In the blog post about phones and car security, copy the stretch from "Many articles and" through "about here folks." word for word.

__Page text__.
+ + + +

Smart Phone + Car = Stupid? - Embedded.com

Smart Phone + Car = Stupid?

Welcome to the inaugural blog.

On Thursday, GM announced the addition of smart phone connectivity to most of its 2011 cars via OnStar. For the first time, engines can now be started and doors locked by ordinary consumers, from anywhere on the planet with a cell signal. Surely this remote network couldn’t be used maliciously, say to disable the brakes while driving?

We have nothing to fear, right? Allow me to remind you of another recent headline in which a team of university researchers commandeered a car’s brakes, engine, and door locks via a diagnostics port. They learned how to bridge from the low security network to the critical systems using fuzzing techniques. The researchers showed admirable determination; practically every major critical subsystem of the car was discovered, learned, and then totally subverted. Brakes and engine were disabled while the car was in motion, demonstrating that the attacks could indeed place passengers in extreme peril. The research paper is fantastic, a must read for embedded security professionals and enthusiasts.

 Many articles and blogs have been penned in response to the research, but the overall reaction has been muted, almost soporific. This may be caused by the authors’ diligent attempt to preempt panic: 

“We're not interested in taking an alarmist tone.”

“We have no reason to believe this is an issue today”

“Today everyone is focusing on Web security and botnets. We want to make sure that in 5 or 10 years we don't add cars to that list.”

Go back to work, nothing to worry about here folks.

Are you @#$%& kidding me? I find the absence of alarm surprising and concerning in and of itself. Are the researchers advocating security by obscurity? They refuse to reveal the hacked car’s make and model and are not releasing their “car shark” tool used to implement the subversions.

OnStar has always provided a remote connection. Attaching to the cellular networks simply opens up more avenues of attack. Some may ask why anyone would want to attack the car network? That’s like asking why anyone would want to attack the power grid. Think about it. What better way to guarantee catastrophe than disabling the brakes on millions of cars, simultaneously? The bad guys have really smart and dedicated researchers too.

We need to take an alarmist tone. The research demonstrates that we have millions of vulnerable cars on the road. We now know attackers are sophisticated enough to disable your brakes while you’re barreling down the highway. The only question is whether attackers are sophisticated enough to find a way in remotely. Once they’re in, game over man, game over.

“In our car we identified no fewer than five kinds of digital radio interfaces  accepting outside input, some over only a short range and others over  indefinite distance.”

“Taken together, ubiquitous computer control, distributed internal  connectivity, and telematics interfaces increasingly combine to provide an  application software platform with external network access.”

While the researchers declined to reveal make and model, I matched photos in the research paper to online sales sites, and it appears to be … you guessed it: a GM car with OnStar! In particular, the 2009 Chevy Impala.

+ + + +

__Excerpted records__.
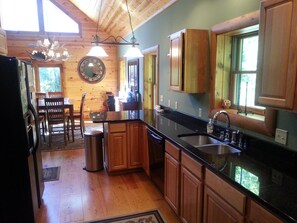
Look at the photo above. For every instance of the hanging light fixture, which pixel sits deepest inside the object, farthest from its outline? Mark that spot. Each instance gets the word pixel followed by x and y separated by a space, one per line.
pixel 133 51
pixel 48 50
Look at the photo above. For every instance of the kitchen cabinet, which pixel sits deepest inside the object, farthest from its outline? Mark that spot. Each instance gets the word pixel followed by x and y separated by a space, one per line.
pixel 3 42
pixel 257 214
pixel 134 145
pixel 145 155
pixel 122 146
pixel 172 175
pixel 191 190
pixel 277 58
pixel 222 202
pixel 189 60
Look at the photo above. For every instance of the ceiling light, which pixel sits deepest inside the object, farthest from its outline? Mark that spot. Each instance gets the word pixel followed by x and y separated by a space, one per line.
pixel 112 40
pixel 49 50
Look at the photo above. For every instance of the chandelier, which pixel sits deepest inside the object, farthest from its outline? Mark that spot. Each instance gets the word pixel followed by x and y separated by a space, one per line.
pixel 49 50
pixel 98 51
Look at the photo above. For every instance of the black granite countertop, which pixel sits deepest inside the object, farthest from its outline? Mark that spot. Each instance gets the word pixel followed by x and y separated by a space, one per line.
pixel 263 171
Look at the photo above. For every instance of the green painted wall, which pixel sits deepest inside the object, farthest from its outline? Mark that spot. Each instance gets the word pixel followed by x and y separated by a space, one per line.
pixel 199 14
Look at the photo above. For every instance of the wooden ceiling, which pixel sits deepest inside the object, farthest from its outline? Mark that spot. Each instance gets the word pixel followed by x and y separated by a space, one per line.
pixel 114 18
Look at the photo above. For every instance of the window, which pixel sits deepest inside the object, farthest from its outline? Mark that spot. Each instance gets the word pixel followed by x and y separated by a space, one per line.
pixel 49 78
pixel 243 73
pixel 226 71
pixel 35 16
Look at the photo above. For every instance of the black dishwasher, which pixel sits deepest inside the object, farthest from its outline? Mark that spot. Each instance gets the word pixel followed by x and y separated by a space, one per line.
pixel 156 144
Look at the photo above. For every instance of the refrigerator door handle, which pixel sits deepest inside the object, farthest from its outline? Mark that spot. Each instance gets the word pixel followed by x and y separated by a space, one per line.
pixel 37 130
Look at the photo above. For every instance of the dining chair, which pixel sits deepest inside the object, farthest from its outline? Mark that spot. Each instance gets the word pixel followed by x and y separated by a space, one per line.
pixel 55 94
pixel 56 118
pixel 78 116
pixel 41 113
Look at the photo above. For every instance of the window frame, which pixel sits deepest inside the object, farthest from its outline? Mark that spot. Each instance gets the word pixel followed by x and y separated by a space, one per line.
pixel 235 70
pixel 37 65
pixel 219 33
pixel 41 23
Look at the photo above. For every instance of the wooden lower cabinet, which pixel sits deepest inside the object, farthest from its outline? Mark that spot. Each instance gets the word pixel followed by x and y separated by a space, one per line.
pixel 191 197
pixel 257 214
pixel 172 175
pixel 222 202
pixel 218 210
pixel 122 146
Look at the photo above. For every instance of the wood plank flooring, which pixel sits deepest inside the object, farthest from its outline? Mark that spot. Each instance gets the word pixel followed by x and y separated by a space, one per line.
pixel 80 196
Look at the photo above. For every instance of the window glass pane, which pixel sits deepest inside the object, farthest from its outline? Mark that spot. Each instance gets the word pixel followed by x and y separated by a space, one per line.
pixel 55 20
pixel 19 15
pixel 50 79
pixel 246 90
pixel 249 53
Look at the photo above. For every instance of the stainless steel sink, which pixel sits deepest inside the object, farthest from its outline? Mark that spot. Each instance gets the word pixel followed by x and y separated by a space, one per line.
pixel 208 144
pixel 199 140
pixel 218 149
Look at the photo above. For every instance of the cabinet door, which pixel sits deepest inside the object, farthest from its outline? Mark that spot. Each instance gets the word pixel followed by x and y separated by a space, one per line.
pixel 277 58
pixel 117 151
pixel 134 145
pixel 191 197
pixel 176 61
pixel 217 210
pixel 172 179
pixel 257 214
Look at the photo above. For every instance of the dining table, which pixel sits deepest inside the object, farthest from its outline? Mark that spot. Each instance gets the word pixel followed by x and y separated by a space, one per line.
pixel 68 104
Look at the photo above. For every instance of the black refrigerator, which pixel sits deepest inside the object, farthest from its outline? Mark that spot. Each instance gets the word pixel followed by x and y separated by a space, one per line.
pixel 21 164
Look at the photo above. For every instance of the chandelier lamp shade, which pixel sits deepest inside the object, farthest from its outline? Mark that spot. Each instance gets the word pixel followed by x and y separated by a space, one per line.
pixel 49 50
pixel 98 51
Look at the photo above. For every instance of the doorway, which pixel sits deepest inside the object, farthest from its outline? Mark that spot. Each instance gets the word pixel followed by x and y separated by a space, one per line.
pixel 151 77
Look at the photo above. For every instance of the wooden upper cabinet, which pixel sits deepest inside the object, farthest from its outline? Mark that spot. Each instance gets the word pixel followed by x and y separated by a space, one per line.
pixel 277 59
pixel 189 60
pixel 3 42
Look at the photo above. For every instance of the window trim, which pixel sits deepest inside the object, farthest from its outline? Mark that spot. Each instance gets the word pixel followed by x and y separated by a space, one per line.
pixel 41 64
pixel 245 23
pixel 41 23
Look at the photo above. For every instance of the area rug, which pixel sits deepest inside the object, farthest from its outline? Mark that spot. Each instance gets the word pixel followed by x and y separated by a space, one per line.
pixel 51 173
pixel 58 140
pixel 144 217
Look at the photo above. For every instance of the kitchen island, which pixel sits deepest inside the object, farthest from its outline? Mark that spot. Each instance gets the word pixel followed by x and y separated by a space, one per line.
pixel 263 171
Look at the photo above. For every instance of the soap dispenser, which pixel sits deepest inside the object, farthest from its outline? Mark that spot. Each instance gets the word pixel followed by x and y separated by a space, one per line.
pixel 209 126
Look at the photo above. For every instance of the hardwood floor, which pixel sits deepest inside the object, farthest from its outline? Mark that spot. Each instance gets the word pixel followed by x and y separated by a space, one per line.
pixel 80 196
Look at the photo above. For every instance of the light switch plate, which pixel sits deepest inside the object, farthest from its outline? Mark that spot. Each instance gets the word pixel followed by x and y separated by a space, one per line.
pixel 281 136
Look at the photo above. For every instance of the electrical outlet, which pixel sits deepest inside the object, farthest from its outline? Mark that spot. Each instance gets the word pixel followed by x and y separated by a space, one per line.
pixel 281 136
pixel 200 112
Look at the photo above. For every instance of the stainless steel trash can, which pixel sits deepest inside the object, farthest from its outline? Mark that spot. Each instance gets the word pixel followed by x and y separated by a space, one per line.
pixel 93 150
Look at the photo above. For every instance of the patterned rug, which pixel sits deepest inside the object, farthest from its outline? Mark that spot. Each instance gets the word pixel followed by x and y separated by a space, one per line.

+ + + +

__The completed task__.
Many articles and blogs have been penned in response to the research, but the overall reaction has been muted, almost soporific. This may be caused by the authors’ diligent attempt to preempt panic: 

“We're not interested in taking an alarmist tone.”

“We have no reason to believe this is an issue today”

“Today everyone is focusing on Web security and botnets. We want to make sure that in 5 or 10 years we don't add cars to that list.”

Go back to work, nothing to worry about here folks.